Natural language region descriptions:
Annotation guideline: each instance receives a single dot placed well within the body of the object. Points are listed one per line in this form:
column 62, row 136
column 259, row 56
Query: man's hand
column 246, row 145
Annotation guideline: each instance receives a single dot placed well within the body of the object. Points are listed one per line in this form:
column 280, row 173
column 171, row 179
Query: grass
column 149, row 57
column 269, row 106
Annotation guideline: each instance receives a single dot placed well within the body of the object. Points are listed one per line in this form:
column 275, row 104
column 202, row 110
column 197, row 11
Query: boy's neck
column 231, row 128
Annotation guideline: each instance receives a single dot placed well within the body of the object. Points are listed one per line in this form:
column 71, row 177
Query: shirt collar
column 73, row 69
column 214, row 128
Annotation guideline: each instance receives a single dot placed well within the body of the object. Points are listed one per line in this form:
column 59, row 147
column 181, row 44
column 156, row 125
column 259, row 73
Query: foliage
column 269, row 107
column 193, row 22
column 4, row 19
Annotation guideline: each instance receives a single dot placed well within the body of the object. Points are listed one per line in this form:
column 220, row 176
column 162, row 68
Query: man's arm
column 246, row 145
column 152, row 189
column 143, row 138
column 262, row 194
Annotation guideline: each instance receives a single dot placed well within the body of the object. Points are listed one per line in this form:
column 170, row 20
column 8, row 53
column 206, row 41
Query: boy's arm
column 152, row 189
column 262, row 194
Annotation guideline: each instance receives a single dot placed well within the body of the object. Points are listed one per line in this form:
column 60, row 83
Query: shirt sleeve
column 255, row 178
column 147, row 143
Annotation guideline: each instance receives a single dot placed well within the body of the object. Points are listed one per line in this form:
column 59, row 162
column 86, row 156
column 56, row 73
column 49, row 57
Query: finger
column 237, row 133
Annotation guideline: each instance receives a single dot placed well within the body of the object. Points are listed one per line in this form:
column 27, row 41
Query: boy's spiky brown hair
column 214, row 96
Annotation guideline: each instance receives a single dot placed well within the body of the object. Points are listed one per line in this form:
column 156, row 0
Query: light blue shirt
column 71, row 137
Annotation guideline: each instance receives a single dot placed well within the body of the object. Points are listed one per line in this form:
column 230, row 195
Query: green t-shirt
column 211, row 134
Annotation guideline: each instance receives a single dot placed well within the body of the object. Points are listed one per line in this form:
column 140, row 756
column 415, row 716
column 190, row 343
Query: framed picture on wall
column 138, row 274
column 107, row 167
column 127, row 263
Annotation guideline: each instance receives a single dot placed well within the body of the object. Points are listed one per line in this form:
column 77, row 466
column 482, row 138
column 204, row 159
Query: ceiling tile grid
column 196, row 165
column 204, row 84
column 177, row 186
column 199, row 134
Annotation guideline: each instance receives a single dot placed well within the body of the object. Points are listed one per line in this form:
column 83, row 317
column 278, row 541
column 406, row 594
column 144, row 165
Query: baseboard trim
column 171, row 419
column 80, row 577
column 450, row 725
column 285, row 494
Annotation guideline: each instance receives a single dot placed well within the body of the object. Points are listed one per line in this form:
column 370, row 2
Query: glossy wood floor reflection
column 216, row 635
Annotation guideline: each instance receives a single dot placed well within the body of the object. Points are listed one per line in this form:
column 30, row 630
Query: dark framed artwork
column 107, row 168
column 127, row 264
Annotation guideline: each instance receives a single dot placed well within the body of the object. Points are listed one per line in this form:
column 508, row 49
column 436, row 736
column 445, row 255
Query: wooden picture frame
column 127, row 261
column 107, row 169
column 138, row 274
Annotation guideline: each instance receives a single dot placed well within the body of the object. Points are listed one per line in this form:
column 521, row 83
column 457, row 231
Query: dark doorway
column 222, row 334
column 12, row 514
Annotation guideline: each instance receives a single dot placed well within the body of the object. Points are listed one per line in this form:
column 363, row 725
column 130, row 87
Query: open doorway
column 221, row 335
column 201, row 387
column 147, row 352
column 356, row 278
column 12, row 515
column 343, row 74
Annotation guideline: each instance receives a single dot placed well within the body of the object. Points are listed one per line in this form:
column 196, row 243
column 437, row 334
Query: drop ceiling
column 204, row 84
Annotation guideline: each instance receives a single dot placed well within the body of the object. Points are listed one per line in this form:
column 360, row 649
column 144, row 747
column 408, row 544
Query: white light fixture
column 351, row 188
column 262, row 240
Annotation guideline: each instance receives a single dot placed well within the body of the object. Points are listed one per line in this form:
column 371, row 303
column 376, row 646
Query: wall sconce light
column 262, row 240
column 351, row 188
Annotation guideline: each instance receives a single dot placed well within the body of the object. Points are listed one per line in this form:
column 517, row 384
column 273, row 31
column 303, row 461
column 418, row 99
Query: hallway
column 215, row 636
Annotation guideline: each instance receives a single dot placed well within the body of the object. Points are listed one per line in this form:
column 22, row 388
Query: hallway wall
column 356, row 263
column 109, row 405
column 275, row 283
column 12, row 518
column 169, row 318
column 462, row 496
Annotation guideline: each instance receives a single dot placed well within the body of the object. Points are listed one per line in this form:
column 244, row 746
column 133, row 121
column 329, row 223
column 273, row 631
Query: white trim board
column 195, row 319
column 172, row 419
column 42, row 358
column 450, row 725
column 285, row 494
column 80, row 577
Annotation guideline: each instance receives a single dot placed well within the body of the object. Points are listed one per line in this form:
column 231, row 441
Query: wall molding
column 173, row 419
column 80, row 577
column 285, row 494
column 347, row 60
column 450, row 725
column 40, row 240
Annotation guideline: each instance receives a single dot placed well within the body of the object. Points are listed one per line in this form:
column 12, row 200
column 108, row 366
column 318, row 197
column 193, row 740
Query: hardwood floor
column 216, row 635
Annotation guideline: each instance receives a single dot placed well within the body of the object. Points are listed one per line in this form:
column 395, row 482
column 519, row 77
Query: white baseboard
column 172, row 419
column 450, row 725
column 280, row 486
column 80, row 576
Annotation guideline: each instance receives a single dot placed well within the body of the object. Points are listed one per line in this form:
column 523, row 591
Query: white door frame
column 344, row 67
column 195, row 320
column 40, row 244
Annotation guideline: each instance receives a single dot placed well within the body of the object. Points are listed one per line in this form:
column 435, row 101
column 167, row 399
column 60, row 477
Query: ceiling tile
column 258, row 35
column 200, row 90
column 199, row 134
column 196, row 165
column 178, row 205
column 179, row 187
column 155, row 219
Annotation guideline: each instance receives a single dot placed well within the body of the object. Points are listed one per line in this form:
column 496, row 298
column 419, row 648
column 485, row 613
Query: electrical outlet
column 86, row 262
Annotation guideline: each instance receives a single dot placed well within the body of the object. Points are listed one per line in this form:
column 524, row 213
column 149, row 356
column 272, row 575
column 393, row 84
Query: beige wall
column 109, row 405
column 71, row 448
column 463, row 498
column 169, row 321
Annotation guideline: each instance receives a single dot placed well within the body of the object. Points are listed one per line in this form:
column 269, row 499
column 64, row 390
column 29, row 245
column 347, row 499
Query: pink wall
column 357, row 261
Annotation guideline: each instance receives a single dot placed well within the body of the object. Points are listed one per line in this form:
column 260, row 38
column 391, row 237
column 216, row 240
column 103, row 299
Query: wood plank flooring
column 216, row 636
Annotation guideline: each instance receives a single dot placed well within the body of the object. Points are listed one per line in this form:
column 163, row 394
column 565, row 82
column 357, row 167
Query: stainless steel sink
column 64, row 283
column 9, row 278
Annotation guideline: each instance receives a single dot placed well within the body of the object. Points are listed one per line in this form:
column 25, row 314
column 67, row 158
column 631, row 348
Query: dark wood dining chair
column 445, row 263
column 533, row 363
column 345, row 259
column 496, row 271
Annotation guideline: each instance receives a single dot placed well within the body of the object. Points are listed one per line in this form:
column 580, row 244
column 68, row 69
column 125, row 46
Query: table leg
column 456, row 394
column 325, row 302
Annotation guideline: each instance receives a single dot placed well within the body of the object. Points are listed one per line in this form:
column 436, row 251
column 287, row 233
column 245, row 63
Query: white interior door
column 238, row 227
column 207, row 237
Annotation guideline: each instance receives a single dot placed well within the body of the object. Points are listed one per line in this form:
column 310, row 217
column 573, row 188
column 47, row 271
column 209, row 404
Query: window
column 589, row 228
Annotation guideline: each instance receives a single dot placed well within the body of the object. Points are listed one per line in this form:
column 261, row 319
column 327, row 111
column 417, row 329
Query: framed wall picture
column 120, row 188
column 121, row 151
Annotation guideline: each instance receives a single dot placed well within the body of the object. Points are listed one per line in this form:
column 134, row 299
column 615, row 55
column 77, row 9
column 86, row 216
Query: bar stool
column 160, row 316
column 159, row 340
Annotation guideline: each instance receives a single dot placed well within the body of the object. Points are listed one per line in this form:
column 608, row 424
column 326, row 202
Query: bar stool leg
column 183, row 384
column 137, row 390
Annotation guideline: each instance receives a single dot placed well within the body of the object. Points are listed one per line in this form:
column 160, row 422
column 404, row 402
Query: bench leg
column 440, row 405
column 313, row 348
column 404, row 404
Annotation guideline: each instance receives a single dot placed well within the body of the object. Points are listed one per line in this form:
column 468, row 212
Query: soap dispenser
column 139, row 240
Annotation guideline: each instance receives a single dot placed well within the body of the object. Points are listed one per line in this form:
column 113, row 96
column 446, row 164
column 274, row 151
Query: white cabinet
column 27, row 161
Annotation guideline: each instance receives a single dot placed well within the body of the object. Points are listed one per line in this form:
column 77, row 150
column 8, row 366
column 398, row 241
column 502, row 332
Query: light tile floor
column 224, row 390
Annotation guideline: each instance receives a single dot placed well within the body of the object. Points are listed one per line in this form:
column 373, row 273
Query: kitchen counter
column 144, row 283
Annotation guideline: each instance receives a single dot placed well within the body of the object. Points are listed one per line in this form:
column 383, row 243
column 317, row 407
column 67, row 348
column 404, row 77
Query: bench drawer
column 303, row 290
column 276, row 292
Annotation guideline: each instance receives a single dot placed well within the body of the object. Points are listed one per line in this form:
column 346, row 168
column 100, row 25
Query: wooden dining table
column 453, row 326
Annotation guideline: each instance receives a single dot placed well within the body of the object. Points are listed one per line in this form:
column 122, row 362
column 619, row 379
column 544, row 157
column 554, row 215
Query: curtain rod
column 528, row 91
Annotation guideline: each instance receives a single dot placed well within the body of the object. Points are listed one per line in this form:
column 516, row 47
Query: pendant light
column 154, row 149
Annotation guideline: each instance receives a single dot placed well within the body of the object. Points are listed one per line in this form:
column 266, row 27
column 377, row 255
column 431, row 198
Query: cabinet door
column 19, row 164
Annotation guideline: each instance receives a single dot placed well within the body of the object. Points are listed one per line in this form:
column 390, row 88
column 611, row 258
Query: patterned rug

Aim of the exercise: Your reply is to repeat, unchanged, the lines above running from the one with "column 631, row 348" up to and including the one with "column 125, row 46".

Task output:
column 631, row 348
Query: dark wood dining chair
column 445, row 263
column 533, row 363
column 345, row 259
column 496, row 271
Annotation guideline: each instance receives a single dot placed well within the body of the object. Points are listed one per line in this form:
column 580, row 244
column 68, row 69
column 125, row 46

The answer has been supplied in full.